> [EXERCISES]
- a) From the case caption at the top of the Ninth Circuit brief, list every party named as plaintiff or defendant, along with the role the caption assigns to each.
- b) Write the next part of the Ninth Circuit brief, starting right after its final sentence under "STANDARD OF REVIEW."

> [DOCUMENT EXTRACT]
•••••
UNITED STATES
COURT OF APPEALS
FOR THE NINTH
CIRCUIT
JEFFREY HUNTER MENDLER, ) No.
98-16061
dba JEFFREY HUNTER )
)
Plaintiff/Appellant, ) CV-96-2624-TEH
)
v. )
)
WINTERLAND PRODUCTION, )
LTD., and SAN DIEGO YACHT )
CLUB, )
)
Defendants/Appellees. )
_______________________________)
-o0o-
FOR THE NORTHERN DISTRICT OF
CALIFORNIA
HONORABLE THELTON E.
HENDERSON, PRESIDING
(Case No. CV-96-2624-THE)
-o0o-
JEFFREY
A. BERCHENKO
ALAN
KORN
Berchenko
& Korn
240 Stockton Street, 3rd Floor
San Francisco, CA 94108
(415) 362-5700
Attorneys for Appellant
Jeffrey Hunter Mendler
INTRODUCTION
On June 2, 1999, this Court granted Appellees Winterland
Concessions Co. and San Diego Yacht Club's motion for leave to file
supplemental brief following oral argument.
Pursuant to this Court's Order, Appellant Jeffrey Hunter Mendler, dba
Jeffrey Hunter, hereby submits his response to the supplemental brief.
There is no dispute here that Winterland and Hunter entered
into an agreement pursuant to which Winterland was permitted to use Hunter's
photographs "as guides, models, and examples, for illustrations to be used
on screen printed T-Shirts and other sportswear" in connection with the
1992 America's Cup event. There is also
no dispute that this agreement required Winterland to make photocopies of these
images and return Hunter's photographs as soon as possible, which Winterland
failed to do. Finally, it is undisputed
that several years later Winterland digitally scanned the unreturned photograph
into a computer, and using the software program Adobe Photographop digitally
manipulated the Photograph to create the image used on 1995 America's Cup
T-Shirts.
Based on these undisputed facts, this Court is entitled to
determine, as a matter of law, whether Winterland's digital manipulation and
reproduction of the Photograph on 1995 America's Cup T-Shirts was a use outside
the scope of the agreement. Because
Winterland and SDYC failed during oral argument to challenge the applicability
of California Civil Code §988(c) and Civil Code §1654 in interpreting
Winterland's ambiguous contract, it is now argued that this digitized image
somehow constitutes a "pictorial illustration" for Copyright Office
classification purposes, and thus an "illustration," notwithstanding
the language of the agreement between Winterland and Hunter and the mutual
intent of the parties when they entered their agreement. For the reasons set forth below,
Winterland's and SDYC's reliance on Copyright Office classification procedures
under the 1909 Act are unavailing.
STANDARD OF
REVIEW
In their Supplemental Brief at footnote 1, Winterland and
SDYC assert that the determination of the parties' use of the term
"illustration" in their agreement is a question of fact, subject to a
"clear error" standard of review.
•••••
> [SOURCE MATERIAL]
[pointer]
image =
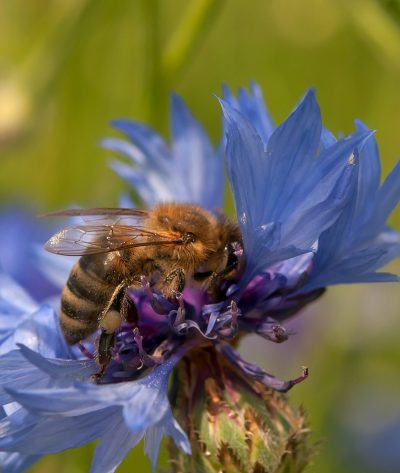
•••••
> [ANSWERS TO EACH TASK]
- a)
- Jeffrey Hunter Mendler, dba Jeffrey Hunter: Plaintiff/Appellant
- Winterland Production, Ltd.: Defendant/Appellee
- San Diego Yacht Club: Defendant/Appellee

- b)
However, as the Court acknowledged during oral argument, the court of
appeals generally conducts de novo
review of a district court’s interpretation of a contract. Mastro v. Witt, 39 F.3d 238, 241 (9th
Cir. 1994). Thus, the appellate court
reviews de novo principles of
contract interpretation applied to the facts, including
whether contract language is ambiguous. Aetna Cas. & Sur. Co. v. Pintlar
Corp., 948 F.2d 1507, 1511 (9th Cir. 1991) (citing L.K. Comstock &
Co. v. United Engineers and Constructors, Inc., 880 F.2d 219, 221 (9th
Cir.1989) (Emphasis added). The
question of what the parties meant by the phrase "as guides, models, and
examples, for illustrations" is therefore subject to de novo by this Court.
///
///
ANALYSIS
THE HISTORICAL DEFINITION OF PHOTOGRAPH INCLUDES DIGITIZED IMAGES CONTAINING
SIGNIFICANT PHOTOGRAPHIC DETAIL
In their Supplemental Brief,
Winterland and SDYC first argue that "the historical definition of
photograph is distinct from [that of a] pictorial illustration." However, it is first necessary to examine what
in fact constitutes a "photograph." [1] Camera images have been readily available to
the public ever since the camera obscura of
the late Renaissance. Newhall, The
History of Photography, 5th Ed. at 9. While the camera lucida, designed in 1807, enabled the operator
to trace a virtual image of the camera subject on drawing paper, it took Thomas
Wedgewood's experiments with silver nitrate and Nicephore Niepce's experiments
with bitumen plates before a process was devised by which a camera's image
could be mechanically reproduced. Id.
at 11-15. While lithographic
reproduction had previously enabled graphic artists to illustrate everyday
life, this process of pictorial reproduction was accelerated enormously by
photography, thereby shifting the artistic function from the hand and to the
eye looking into a lens. W. Benjamin,
"The Work of Art in the
Age of Mechanical Reproduction," Illuminations, at 221.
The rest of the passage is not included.